§ Document section:
/---

When a page fault occurs on an anonymous page, a page is allocated with GFP flags 0x100cca through the chain of functions: shmem_fault -> shmem_get_folio_gfp -> shmem_alloc_folio -> alloc_pages_mpol. This results in the allocation of a movable page.

As a result, if many anonymous pages experience page faults, PTEs are created and unmovable pages are allocated. At this point, when the pipe_buffer is freed and the unmovable page is allocated, an OOB can be triggered, allowing manipulation of the PTE.

In this challenge, since there is only one CPU, there is no need to worry about pcpu pagesets.

Check the GFP flags below:

enum {
    ___GFP_DMA_BIT,
    ___GFP_HIGHMEM_BIT,
    ___GFP_DMA32_BIT,
    ___GFP_MOVABLE_BIT,
    ___GFP_RECLAIMABLE_BIT,
    ___GFP_HIGH_BIT,
    ___GFP_IO_BIT,
    ___GFP_FS_BIT,
    ___GFP_ZERO_BIT,
    ___GFP_UNUSED_BIT,    /* 0x200u unused */
    ___GFP_DIRECT_RECLAIM_BIT,
    ___GFP_KSWAPD_RECLAIM_BIT,
    ___GFP_WRITE_BIT,
    ___GFP_NOWARN_BIT,
    ___GFP_RETRY_MAYFAIL_BIT,
    ___GFP_NOFAIL_BIT,
    ___GFP_NORETRY_BIT,
    ___GFP_MEMALLOC_BIT,
    ___GFP_COMP_BIT,
    ___GFP_NOMEMALLOC_BIT,
    ___GFP_HARDWALL_BIT,
    ___GFP_THISNODE_BIT,
    ___GFP_ACCOUNT_BIT,
    ___GFP_ZEROTAGS_BIT,
#ifdef CONFIG_KASAN_HW_TAGS
    ___GFP_SKIP_ZERO_BIT,
    ___GFP_SKIP_KASAN_BIT,
#endif
#ifdef CONFIG_LOCKDEP
    ___GFP_NOLOCKDEP_BIT,
#endif
#ifdef CONFIG_SLAB_OBJ_EXT
    ___GFP_NO_OBJ_EXT_BIT,
#endif
    ___GFP_LAST_BIT
};

An exploit technique that is often used involves using the vmsplice function on a pipe to copy pages from a file object, such as /etc/passwd, and then modifying the file contents.
For more details, please refer to [2].

Leaking Physical base address

By modifying the PTE, we can read and modify the values of the desired physical memory. Therefore, we need to know the value of the physical address. On both Linux and Windows, you can find fixed physical addresses as shown in the image below.

\---

§ Data section:
/---

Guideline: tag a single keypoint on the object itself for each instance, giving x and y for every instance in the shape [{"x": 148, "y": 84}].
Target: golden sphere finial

\---

§ Requirement: In one to three sentences, explain why the kernel exploitation text says pcpu pagesets need no attention in this challenge.

§ Exercise response: The challenge has only one CPU, so there is no need to worry about pcpu pagesets.